::: INFORMATION PROVIDED :::

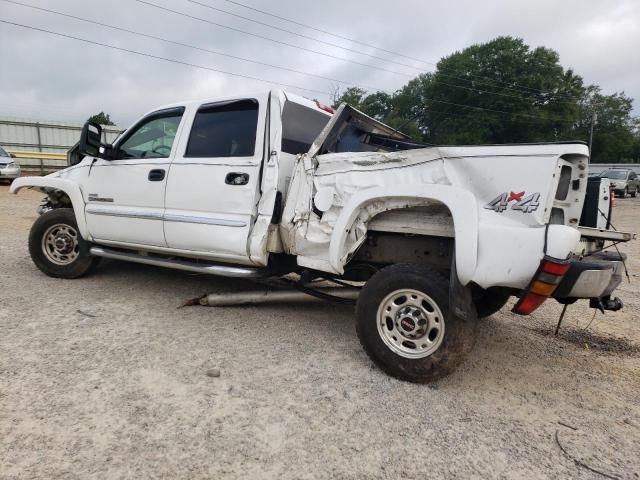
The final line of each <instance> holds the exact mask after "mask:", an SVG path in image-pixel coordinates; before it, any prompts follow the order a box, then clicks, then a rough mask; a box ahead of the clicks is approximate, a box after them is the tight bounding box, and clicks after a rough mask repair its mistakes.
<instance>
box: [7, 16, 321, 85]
mask: <svg viewBox="0 0 640 480" xmlns="http://www.w3.org/2000/svg"><path fill="white" fill-rule="evenodd" d="M0 22H1V23H5V24H7V25H13V26H15V27H21V28H26V29H29V30H36V31H38V32H42V33H48V34H50V35H56V36H58V37H64V38H68V39H71V40H77V41H79V42H84V43H89V44H91V45H97V46H100V47H105V48H110V49H112V50H119V51H121V52H127V53H133V54H134V55H139V56H142V57H148V58H154V59H156V60H163V61H165V62H171V63H176V64H178V65H186V66H188V67H193V68H200V69H202V70H209V71H211V72H216V73H222V74H224V75H232V76H234V77H240V78H246V79H249V80H256V81H258V82H264V83H268V84H271V85H279V86H282V87H290V88H295V89H297V90H304V91H307V92H314V93H320V94H322V95H325V94H326V93H327V92H323V91H321V90H314V89H311V88H305V87H300V86H298V85H293V84H288V83H281V82H275V81H271V80H265V79H263V78H259V77H253V76H251V75H244V74H241V73H234V72H227V71H225V70H219V69H217V68H212V67H206V66H204V65H198V64H195V63H190V62H184V61H182V60H176V59H174V58H167V57H161V56H159V55H153V54H151V53H146V52H139V51H137V50H131V49H128V48H123V47H118V46H115V45H110V44H108V43H101V42H96V41H94V40H88V39H86V38H81V37H75V36H73V35H67V34H65V33H59V32H54V31H52V30H46V29H44V28H38V27H34V26H31V25H24V24H22V23H16V22H9V21H7V20H2V19H0Z"/></svg>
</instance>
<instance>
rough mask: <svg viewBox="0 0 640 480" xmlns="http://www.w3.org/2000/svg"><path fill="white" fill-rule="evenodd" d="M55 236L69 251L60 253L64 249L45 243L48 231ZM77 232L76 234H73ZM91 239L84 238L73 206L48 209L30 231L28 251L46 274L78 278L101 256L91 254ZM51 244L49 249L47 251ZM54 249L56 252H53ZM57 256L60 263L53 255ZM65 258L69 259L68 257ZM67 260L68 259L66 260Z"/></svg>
mask: <svg viewBox="0 0 640 480" xmlns="http://www.w3.org/2000/svg"><path fill="white" fill-rule="evenodd" d="M56 228H57V229H59V230H60V231H58V233H57V237H56V240H58V239H59V240H60V242H62V245H64V246H65V247H67V246H68V248H67V249H68V250H69V253H68V254H67V255H66V256H65V254H64V253H62V254H61V253H59V252H60V251H63V250H58V249H54V248H52V247H51V246H49V247H46V246H45V242H44V241H43V239H44V237H45V235H49V234H48V233H47V232H52V233H51V235H53V236H55V235H56V232H57V230H56ZM73 232H75V236H74V235H73V234H72V233H73ZM89 247H90V245H89V243H88V242H87V241H85V240H84V239H83V238H82V237H81V236H80V233H79V231H78V225H77V223H76V217H75V214H74V213H73V209H72V208H57V209H55V210H49V211H48V212H45V213H43V214H42V215H40V217H38V219H37V220H36V221H35V222H34V224H33V226H32V227H31V232H29V253H30V254H31V259H32V260H33V263H34V264H35V265H36V267H38V269H40V271H42V272H43V273H45V274H46V275H48V276H50V277H55V278H78V277H82V276H83V275H86V274H87V273H89V272H90V271H91V270H92V269H93V268H94V267H95V266H96V265H97V264H98V261H99V258H97V257H93V256H91V255H90V254H89ZM45 248H48V252H49V253H47V252H45ZM52 252H53V253H52ZM54 257H57V258H58V260H59V262H60V263H56V262H55V261H53V260H52V258H54ZM65 259H66V260H65ZM66 261H68V263H65V262H66Z"/></svg>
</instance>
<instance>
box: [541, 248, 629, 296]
mask: <svg viewBox="0 0 640 480" xmlns="http://www.w3.org/2000/svg"><path fill="white" fill-rule="evenodd" d="M625 259H626V257H625V256H624V255H623V254H617V253H608V252H600V253H597V254H594V255H591V256H589V257H586V258H584V259H583V260H576V261H573V262H572V263H571V267H570V268H569V271H568V272H567V273H566V275H565V276H564V278H563V279H562V281H561V282H560V284H559V285H558V288H557V289H556V290H555V292H554V293H553V297H554V298H556V299H562V300H568V299H578V298H601V297H606V296H609V295H611V293H613V291H614V290H615V289H616V288H617V287H618V285H620V283H621V282H622V274H623V272H624V264H623V261H624V260H625Z"/></svg>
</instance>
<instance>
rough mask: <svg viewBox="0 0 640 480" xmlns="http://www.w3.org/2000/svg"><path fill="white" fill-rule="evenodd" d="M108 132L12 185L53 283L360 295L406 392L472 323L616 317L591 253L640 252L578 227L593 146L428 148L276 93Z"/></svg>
mask: <svg viewBox="0 0 640 480" xmlns="http://www.w3.org/2000/svg"><path fill="white" fill-rule="evenodd" d="M101 133H102V132H101V127H100V126H99V125H96V124H92V123H87V124H86V125H85V127H84V129H83V132H82V135H81V138H80V145H81V151H82V152H83V153H84V154H85V155H86V156H85V157H84V159H83V160H82V161H80V162H79V163H78V164H76V165H74V166H71V167H70V168H67V169H65V170H62V171H59V172H56V173H54V174H51V175H48V176H46V177H31V178H21V179H19V180H17V181H15V182H14V184H13V186H12V189H11V191H12V192H13V193H16V192H18V191H19V190H20V189H21V188H24V187H29V188H33V189H37V190H39V191H42V192H44V193H46V194H47V196H48V202H47V204H46V206H45V208H44V210H45V211H46V213H43V214H42V215H41V216H40V217H39V218H38V220H37V221H36V222H35V224H34V226H33V228H32V230H31V234H30V236H29V250H30V253H31V257H32V259H33V261H34V263H35V264H36V266H37V267H38V268H39V269H40V270H42V271H43V272H44V273H46V274H47V275H50V276H53V277H62V278H76V277H80V276H82V275H85V274H87V273H89V272H90V271H91V270H92V269H93V268H94V267H95V266H96V262H97V260H99V258H100V257H107V258H112V259H120V260H126V261H132V262H138V263H142V264H152V265H161V266H166V267H169V268H176V269H181V270H188V271H195V272H202V273H208V274H213V275H223V276H235V277H245V278H257V277H280V276H283V275H286V274H290V273H297V274H299V275H300V279H301V280H300V282H298V285H297V286H298V287H299V288H301V289H303V290H304V291H307V292H309V293H313V292H312V291H311V289H312V287H311V285H312V284H311V283H308V282H310V281H311V280H313V279H316V278H325V279H326V278H328V279H332V280H337V281H339V282H342V281H343V280H346V281H361V282H366V283H365V284H364V287H363V288H362V290H361V291H360V293H359V295H358V300H357V305H356V320H357V322H356V324H357V332H358V335H359V337H360V341H361V343H362V345H363V347H364V349H365V350H366V352H367V353H368V354H369V356H370V357H371V358H372V359H373V360H374V362H375V363H376V364H377V365H379V366H380V367H381V368H382V369H383V370H384V371H386V372H388V373H389V374H391V375H394V376H396V377H398V378H401V379H404V380H409V381H414V382H426V381H430V380H433V379H435V378H438V377H440V376H442V375H444V374H446V373H448V372H450V371H451V370H452V369H453V368H454V367H455V366H456V365H457V364H458V363H459V362H460V361H461V360H462V359H463V358H464V355H465V354H466V352H468V350H469V348H470V346H471V345H472V344H473V341H474V339H475V336H476V335H475V328H476V327H477V326H478V322H477V317H478V316H488V315H491V314H492V313H494V312H496V311H497V310H499V309H500V308H501V307H502V306H504V304H505V303H506V301H507V299H508V298H509V297H510V296H516V297H518V301H517V303H516V304H515V307H514V309H513V311H514V312H515V313H518V314H521V315H527V314H529V313H531V312H533V311H534V310H535V309H536V308H537V307H538V306H539V305H540V304H541V303H543V302H544V301H545V300H547V299H549V298H555V299H556V300H558V301H559V302H561V303H564V304H568V303H572V302H575V301H576V300H578V299H581V298H585V299H589V300H590V301H591V304H592V306H594V307H597V308H601V309H609V310H617V309H619V308H621V307H622V303H621V302H620V300H618V299H617V298H615V297H613V296H612V293H613V291H614V290H615V288H616V287H617V286H618V284H619V283H620V281H621V270H622V262H623V260H624V257H622V256H621V255H618V254H616V253H613V254H609V253H603V252H600V253H598V252H597V251H596V249H595V248H591V247H593V246H594V245H599V246H601V243H598V242H602V241H603V240H604V239H616V240H621V241H624V240H625V239H626V240H628V239H629V238H630V237H629V236H628V235H627V234H623V233H619V232H609V231H607V230H606V229H604V228H581V227H579V219H580V218H581V214H582V212H583V204H584V200H585V194H586V190H587V175H588V159H589V152H588V149H587V147H586V145H584V144H583V143H579V142H573V143H553V144H539V145H494V146H477V147H476V146H470V147H426V146H424V145H419V144H416V143H414V142H411V141H410V140H409V139H408V137H406V136H405V135H403V134H402V133H400V132H398V131H396V130H394V129H393V128H391V127H389V126H387V125H384V124H382V123H380V122H378V121H376V120H374V119H372V118H370V117H368V116H366V115H364V114H363V113H361V112H358V111H357V110H355V109H354V108H352V107H349V106H348V105H342V106H341V107H340V108H339V109H338V110H337V111H336V112H333V111H332V110H331V109H329V108H327V107H323V106H321V105H320V104H318V103H317V102H314V101H311V100H307V99H304V98H302V97H299V96H296V95H292V94H289V93H286V92H283V91H280V90H273V91H270V92H262V93H258V94H256V95H248V96H242V97H226V98H215V99H208V100H204V101H189V102H180V103H176V104H173V105H168V106H165V107H161V108H158V109H156V110H153V111H151V112H149V113H148V114H146V115H144V116H143V117H142V118H141V119H140V120H139V121H138V122H136V123H135V124H134V125H133V126H132V127H131V128H129V129H128V130H127V131H126V132H125V133H123V134H122V135H121V136H120V137H119V138H118V140H117V141H116V143H115V144H113V145H105V144H101V143H100V139H101ZM605 190H606V189H605ZM595 192H596V194H597V193H598V189H596V190H595ZM605 195H608V191H605ZM603 201H605V205H608V203H607V202H609V198H608V196H607V197H606V198H605V199H603ZM596 207H597V202H596ZM625 235H626V237H625ZM315 293H318V292H315Z"/></svg>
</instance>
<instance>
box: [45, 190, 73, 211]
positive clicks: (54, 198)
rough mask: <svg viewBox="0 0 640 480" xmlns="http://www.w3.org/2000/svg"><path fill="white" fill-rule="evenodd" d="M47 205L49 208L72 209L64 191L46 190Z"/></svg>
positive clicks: (69, 200) (45, 191) (55, 190)
mask: <svg viewBox="0 0 640 480" xmlns="http://www.w3.org/2000/svg"><path fill="white" fill-rule="evenodd" d="M45 193H46V194H47V204H48V206H49V207H50V208H73V203H72V202H71V198H70V197H69V195H67V194H66V193H65V192H64V191H62V190H58V189H47V190H45Z"/></svg>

:::

▸ ABOUT THIS TASK: Retype only the stretch of lines above starting at the one with "positive clicks: (54, 198)" and stopping at the one with "205L49 208L72 209L64", exactly as written, with both kept.

▸ RESPONSE TO THIS TASK:
positive clicks: (54, 198)
rough mask: <svg viewBox="0 0 640 480" xmlns="http://www.w3.org/2000/svg"><path fill="white" fill-rule="evenodd" d="M47 205L49 208L72 209L64 191L46 190Z"/></svg>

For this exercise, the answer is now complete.